━━━━━ Extract provided

In this post we go over some basic decomposition results in regular graphs, such as 1-factorization and 2-factorization, in both directed and undirected cases. These are useful when e.g. we want to represent a graph as some group action (a so-called Schreier graph); however, I haven't been able to find some of them properly written up on the internet.

1. Terminology and overview

Important note: in this post, a `graph' means an undirected graph which potentially has multiple edges and loops unless otherwise specified, a `simple graph' means a graph without multiple edges or loops, and a `digraph' means what it usually means: a directed graph which allows multiple edges and directed loops.

A $ k$-factor in a graph is a $ k$-regular subgraph on the same vertex set; analogously, a $ k$-factor in a digraph is a $ k$-regular subdigraph on the same vertex set.

━━━━━━━━━━
━━━━━ Data provided

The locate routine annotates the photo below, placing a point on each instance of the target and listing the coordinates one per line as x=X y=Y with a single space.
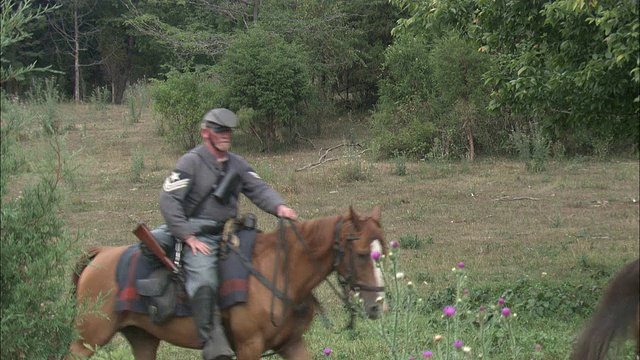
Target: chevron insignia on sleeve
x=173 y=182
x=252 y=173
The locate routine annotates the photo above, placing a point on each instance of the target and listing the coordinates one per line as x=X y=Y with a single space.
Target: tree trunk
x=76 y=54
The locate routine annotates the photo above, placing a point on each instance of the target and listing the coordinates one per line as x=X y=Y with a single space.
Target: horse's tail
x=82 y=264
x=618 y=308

━━━━━━━━━━
━━━━━ Data provided

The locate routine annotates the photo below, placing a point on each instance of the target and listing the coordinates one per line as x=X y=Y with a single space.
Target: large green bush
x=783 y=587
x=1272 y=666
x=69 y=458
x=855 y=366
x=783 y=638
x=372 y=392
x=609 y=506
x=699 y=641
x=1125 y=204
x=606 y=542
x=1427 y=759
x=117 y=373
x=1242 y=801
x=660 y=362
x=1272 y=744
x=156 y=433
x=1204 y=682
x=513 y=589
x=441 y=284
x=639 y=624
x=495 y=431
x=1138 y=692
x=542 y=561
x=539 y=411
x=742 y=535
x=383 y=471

━━━━━━━━━━

▶ Goal:
Answer these questions from the post above on decompositions of regular graphs:
(a) What is the term for representing a graph as a group action?
(b) In the post, what distinguishes a simple graph from a graph?
(c) How does the post define a k-factor in a graph?

▶ Response to this exercise:
(a) A Schreier graph.
(b) A simple graph has no multiple edges or loops, while a graph may have them.
(c) A k-regular subgraph on the same vertex set.